───── Information given
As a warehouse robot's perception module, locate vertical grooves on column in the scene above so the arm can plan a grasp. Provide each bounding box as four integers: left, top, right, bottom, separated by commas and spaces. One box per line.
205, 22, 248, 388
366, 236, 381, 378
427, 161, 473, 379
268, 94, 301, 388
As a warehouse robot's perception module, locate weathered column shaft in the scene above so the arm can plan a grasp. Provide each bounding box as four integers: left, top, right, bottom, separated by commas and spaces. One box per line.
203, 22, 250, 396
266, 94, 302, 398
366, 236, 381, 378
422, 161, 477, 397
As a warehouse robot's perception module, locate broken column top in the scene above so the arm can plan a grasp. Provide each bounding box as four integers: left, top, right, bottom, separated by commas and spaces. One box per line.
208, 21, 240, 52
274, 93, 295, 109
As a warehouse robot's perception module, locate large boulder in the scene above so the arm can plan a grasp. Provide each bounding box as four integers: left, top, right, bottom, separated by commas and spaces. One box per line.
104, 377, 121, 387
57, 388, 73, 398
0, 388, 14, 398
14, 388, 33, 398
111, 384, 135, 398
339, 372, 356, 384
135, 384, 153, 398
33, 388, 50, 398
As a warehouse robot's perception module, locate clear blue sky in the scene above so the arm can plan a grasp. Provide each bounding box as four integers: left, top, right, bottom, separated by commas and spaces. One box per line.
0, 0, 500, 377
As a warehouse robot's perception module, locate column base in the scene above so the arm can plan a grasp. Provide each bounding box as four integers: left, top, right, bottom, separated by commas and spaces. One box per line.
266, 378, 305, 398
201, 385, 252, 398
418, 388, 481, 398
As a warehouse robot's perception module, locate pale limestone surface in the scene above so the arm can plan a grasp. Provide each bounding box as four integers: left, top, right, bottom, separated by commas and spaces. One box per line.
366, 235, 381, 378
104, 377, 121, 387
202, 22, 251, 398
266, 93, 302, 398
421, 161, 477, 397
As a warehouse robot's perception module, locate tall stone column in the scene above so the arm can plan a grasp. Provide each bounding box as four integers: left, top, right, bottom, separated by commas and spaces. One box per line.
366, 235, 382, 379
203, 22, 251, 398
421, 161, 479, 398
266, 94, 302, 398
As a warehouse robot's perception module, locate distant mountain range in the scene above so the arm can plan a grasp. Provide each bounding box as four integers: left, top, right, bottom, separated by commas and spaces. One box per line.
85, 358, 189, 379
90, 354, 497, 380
──────────
**Task to complete:** Could you reproduce every one of the rows above word for word, without changing anything?

**Task solution:**
As a warehouse robot's perception module, locate vertical grooves on column in the scene above so the arm can plan a grasp. Provide each bounding box as four integers: left, top, right, bottom, separated by commas and spaces. One box per line.
205, 22, 248, 388
366, 236, 381, 378
427, 161, 473, 379
268, 94, 301, 388
As a warehouse robot's perception module, locate weathered column shaft in the scene above so the arm can plan a grasp. Provide each bounding box as four integers: left, top, right, bottom, separated by commas and spaces. One box per line.
203, 22, 250, 396
266, 94, 302, 398
366, 236, 381, 378
422, 161, 477, 397
As a warehouse robot's perception module, locate broken column top in the scene above so the arm can plan a grasp. Provide each bounding box as four integers: left, top, right, bottom, separated by commas and spaces. One box per line.
208, 21, 240, 52
274, 93, 295, 109
As a warehouse robot's perception module, locate large boulder in the scene above so the arm can plan a grasp. Provide each bounding box as four integers: left, top, right, bottom, separated by commas and spaces. One box per line.
104, 377, 121, 387
57, 388, 73, 398
0, 388, 14, 398
14, 388, 33, 398
111, 384, 135, 398
339, 372, 356, 384
135, 384, 153, 398
33, 388, 50, 398
As a warehouse robot's perception module, locate clear blue sky in the scene above so the arm can plan a grasp. Provide each bounding box as four integers: left, top, right, bottom, separated by commas and spaces. One box per line.
0, 0, 500, 377
As a warehouse robot's perception module, locate column base in the scene above so the arm can plan a grasp. Provide each bounding box as four integers: left, top, right, bottom, separated by commas and spaces. One box per line.
266, 378, 305, 398
201, 385, 252, 398
418, 388, 481, 398
As a warehouse robot's perception module, locate pale limestone surface in the scene above so the arm can plan a grasp. Provide each bounding box as four integers: left, top, right, bottom, separated by commas and spaces. One box per line.
366, 235, 381, 378
104, 377, 121, 387
202, 22, 251, 398
266, 93, 302, 398
421, 161, 477, 397
As a warehouse robot's perception module, locate tall stone column in the scene above so the arm can plan a grasp. Provide each bounding box as four integers: left, top, right, bottom, separated by commas and spaces. One box per line.
366, 235, 382, 379
203, 22, 251, 398
421, 161, 479, 398
266, 94, 302, 398
As a warehouse robot's perception module, locate distant mountain range in the scene above so the arm can plan a grasp. Provide each bounding box as four integers: left, top, right, bottom, separated by commas and spaces. One box per line.
85, 358, 189, 379
90, 354, 497, 380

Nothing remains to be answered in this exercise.